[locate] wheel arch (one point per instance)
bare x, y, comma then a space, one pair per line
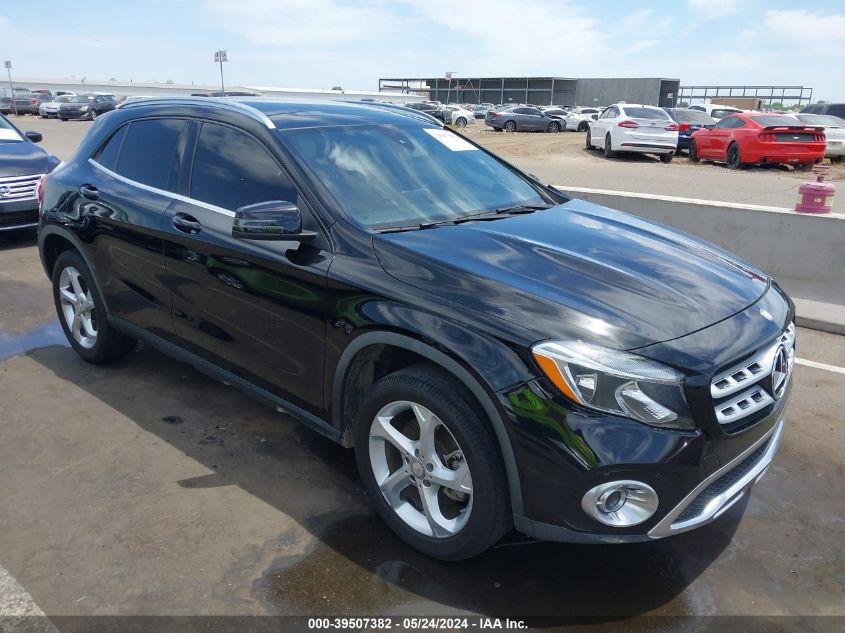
358, 359
53, 241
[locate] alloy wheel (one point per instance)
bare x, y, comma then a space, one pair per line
77, 305
420, 469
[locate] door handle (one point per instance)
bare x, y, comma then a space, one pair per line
89, 192
186, 223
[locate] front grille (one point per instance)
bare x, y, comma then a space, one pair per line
18, 187
699, 504
18, 218
741, 394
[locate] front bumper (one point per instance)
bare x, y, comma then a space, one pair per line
18, 214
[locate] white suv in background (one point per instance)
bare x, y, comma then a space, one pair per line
629, 127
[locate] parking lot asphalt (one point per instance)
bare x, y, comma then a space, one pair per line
144, 487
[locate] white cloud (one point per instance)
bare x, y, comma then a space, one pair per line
716, 8
809, 33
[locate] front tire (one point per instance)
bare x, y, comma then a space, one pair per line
82, 312
693, 151
430, 465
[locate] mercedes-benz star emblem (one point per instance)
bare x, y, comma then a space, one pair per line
780, 373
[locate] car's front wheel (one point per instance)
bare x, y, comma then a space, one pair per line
430, 464
82, 312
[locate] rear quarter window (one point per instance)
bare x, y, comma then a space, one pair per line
148, 152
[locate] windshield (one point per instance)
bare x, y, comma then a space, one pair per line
822, 119
645, 113
8, 132
694, 116
395, 175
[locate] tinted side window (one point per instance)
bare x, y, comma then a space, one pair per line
107, 156
231, 170
148, 154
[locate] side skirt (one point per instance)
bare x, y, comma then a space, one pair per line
213, 371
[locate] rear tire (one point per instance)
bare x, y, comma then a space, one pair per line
608, 152
82, 312
734, 160
397, 412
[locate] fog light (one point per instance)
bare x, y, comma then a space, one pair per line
620, 503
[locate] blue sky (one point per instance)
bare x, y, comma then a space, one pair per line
321, 43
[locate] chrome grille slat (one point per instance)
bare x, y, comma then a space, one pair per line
743, 381
19, 187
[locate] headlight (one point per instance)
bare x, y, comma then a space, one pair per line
616, 382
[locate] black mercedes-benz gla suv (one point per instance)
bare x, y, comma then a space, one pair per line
498, 354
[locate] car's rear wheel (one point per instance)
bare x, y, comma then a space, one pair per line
693, 150
430, 464
82, 312
734, 160
608, 148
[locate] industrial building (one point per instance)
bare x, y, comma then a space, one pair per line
538, 90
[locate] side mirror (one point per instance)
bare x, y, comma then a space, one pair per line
274, 220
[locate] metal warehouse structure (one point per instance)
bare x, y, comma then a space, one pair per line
787, 95
538, 90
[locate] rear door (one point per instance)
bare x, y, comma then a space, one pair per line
254, 308
126, 189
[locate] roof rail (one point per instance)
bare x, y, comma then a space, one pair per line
217, 102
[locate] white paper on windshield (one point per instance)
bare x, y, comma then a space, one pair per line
450, 140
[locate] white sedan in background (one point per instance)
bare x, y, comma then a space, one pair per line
51, 108
629, 127
834, 131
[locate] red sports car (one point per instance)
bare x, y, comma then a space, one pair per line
757, 138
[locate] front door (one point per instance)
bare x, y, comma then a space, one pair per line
255, 308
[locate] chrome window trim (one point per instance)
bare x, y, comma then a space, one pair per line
162, 192
236, 106
729, 496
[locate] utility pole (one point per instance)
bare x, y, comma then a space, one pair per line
220, 57
8, 66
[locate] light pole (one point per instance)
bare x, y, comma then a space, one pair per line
220, 57
8, 66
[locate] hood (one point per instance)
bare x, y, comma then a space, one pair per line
23, 158
577, 271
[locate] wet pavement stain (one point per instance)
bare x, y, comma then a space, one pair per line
42, 336
359, 567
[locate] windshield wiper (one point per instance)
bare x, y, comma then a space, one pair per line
496, 214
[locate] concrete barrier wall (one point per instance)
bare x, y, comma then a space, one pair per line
805, 253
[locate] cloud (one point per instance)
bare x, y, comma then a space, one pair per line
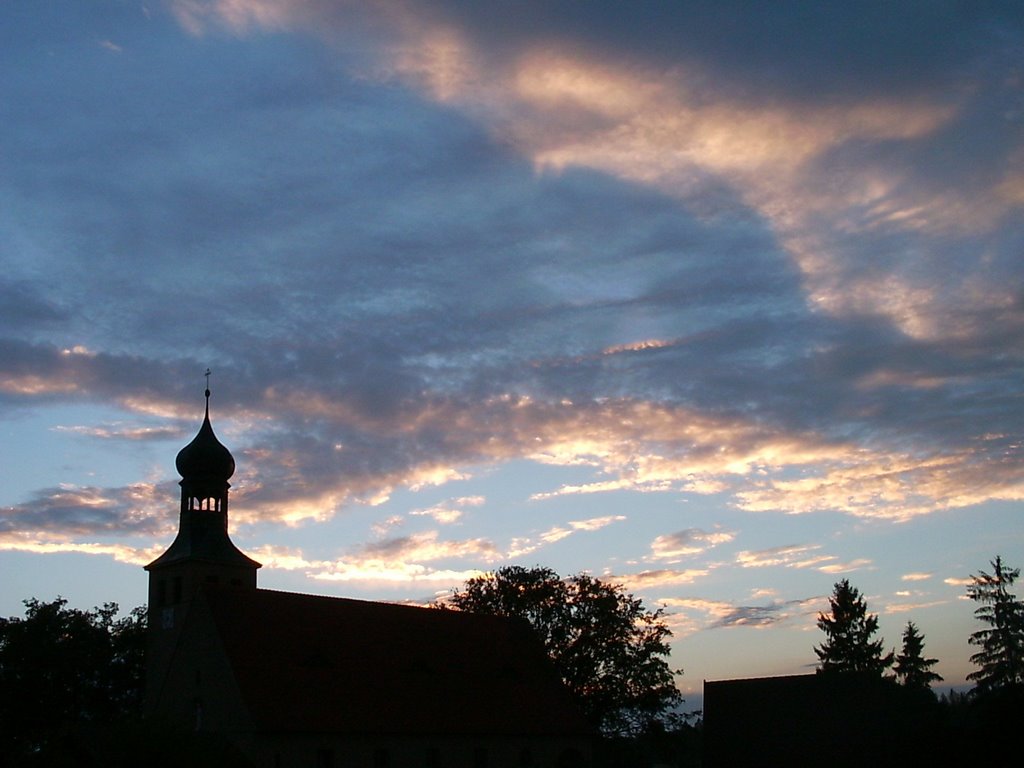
610, 242
711, 614
791, 556
646, 580
450, 511
688, 542
521, 546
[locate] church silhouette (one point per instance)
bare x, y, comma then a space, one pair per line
301, 680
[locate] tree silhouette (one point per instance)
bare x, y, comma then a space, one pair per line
61, 668
1000, 659
848, 626
912, 670
609, 650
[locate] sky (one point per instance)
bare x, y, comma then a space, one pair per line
721, 301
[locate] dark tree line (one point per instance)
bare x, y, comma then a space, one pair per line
61, 669
610, 651
851, 647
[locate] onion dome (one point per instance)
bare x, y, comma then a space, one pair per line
205, 458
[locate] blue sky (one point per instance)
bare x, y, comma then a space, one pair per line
722, 302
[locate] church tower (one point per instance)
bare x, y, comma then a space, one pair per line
201, 554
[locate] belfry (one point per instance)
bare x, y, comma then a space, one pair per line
301, 680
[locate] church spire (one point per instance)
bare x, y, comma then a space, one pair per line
205, 466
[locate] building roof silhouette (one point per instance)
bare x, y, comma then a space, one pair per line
306, 663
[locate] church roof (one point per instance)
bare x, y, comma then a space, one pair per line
333, 665
205, 457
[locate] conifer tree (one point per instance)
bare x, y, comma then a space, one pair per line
912, 670
1000, 659
849, 628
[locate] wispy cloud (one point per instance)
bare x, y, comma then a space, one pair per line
688, 542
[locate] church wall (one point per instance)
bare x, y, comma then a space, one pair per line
308, 751
199, 692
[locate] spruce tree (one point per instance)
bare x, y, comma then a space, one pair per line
912, 670
849, 628
1000, 658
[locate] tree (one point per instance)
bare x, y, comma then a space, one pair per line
912, 670
1000, 659
61, 668
849, 628
608, 649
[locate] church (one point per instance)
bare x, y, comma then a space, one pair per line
301, 680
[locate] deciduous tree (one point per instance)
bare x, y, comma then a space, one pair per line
912, 670
1000, 658
609, 650
849, 628
61, 668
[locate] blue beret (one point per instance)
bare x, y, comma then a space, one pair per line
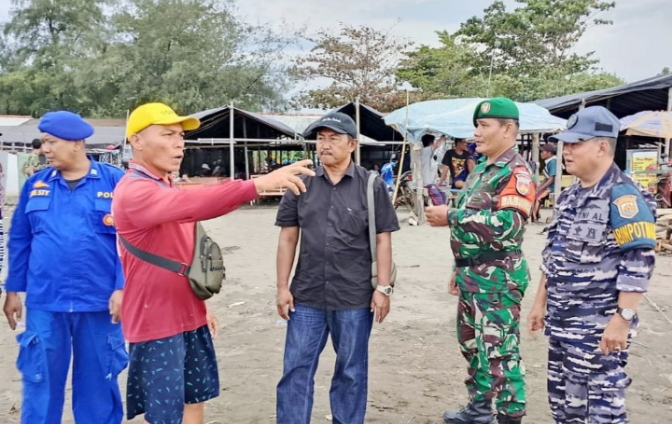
65, 125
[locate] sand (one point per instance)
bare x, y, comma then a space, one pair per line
416, 369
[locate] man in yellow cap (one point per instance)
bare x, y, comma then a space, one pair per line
172, 369
490, 273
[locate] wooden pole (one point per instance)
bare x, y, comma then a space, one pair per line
358, 152
247, 162
535, 151
231, 142
669, 109
400, 164
558, 172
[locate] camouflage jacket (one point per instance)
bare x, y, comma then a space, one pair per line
601, 242
490, 215
34, 161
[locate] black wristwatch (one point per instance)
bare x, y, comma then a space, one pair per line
626, 314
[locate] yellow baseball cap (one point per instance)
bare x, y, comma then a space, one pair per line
157, 114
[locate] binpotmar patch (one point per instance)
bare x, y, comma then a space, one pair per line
632, 220
108, 220
523, 183
627, 206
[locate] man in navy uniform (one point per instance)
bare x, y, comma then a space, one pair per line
597, 263
63, 255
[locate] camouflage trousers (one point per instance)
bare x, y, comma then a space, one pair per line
488, 330
585, 386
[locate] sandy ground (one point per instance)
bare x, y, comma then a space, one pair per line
416, 369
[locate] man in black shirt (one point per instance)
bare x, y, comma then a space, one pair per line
454, 161
331, 292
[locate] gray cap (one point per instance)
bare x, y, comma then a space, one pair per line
336, 121
590, 122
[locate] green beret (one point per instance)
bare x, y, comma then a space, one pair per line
498, 108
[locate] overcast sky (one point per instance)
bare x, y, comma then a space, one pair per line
637, 46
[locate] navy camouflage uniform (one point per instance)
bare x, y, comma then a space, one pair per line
600, 243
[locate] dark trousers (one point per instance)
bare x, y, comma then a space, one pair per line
45, 349
307, 332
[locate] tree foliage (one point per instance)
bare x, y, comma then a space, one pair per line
103, 57
358, 61
529, 52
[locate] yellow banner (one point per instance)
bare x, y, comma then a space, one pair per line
646, 160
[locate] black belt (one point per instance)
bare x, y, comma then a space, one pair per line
484, 258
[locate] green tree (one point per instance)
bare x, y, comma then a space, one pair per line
539, 32
104, 57
42, 43
441, 72
529, 52
358, 61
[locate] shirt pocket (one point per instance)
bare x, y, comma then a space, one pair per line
31, 362
585, 242
101, 217
480, 201
37, 210
354, 222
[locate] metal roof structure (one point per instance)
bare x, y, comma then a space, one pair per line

==============================

_Work item_.
Leave the pictures out and repeat exactly the lines from the beginning of the records to the line bearing "[locate] white cloud (one point per instance)", both ends counted.

_Result for this exercise_.
[locate] wheel arch (one point per instance)
bare x, y, comma then a space, one pair per line
358, 359
53, 241
[locate] alloy wheel (one point per instance)
bare x, y, comma then a space, one pair per line
77, 305
420, 469
[locate] door handle (one point per instance)
bare x, y, comma then a space, one pair per line
89, 192
186, 223
[locate] front grille (one point per instance)
bare x, y, comma then a space, one pair per line
18, 187
699, 504
18, 218
741, 394
[locate] front bumper (one point per instance)
bare x, y, comma then a space, one pair per line
18, 214
[locate] white suv in background (one point per instance)
bare x, y, comma then a space, one pair per line
629, 127
[locate] parking lot asphalt (one point per instance)
bare x, y, comma then a space, one pair per line
144, 487
[locate] white cloud (one point per instance)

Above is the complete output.